**Given records**
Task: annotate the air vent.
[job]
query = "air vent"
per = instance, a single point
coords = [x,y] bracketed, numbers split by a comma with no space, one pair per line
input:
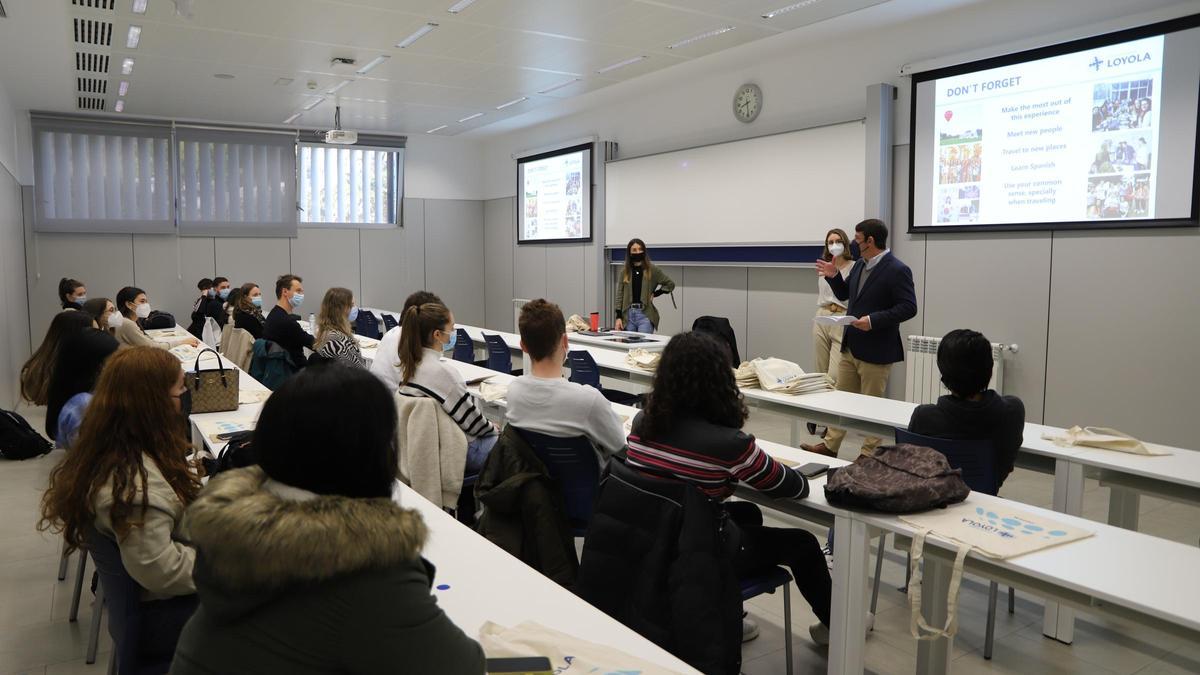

**Aim of the exercise**
Although the records contain pictures, transcribe only their text, exactly as written.

**Task result**
Task: annotate the air vent.
[job]
query = "air vent"
per = instance, a single point
coords = [x,y] bracketed, numbers split by a comma with no space, one pair per line
input:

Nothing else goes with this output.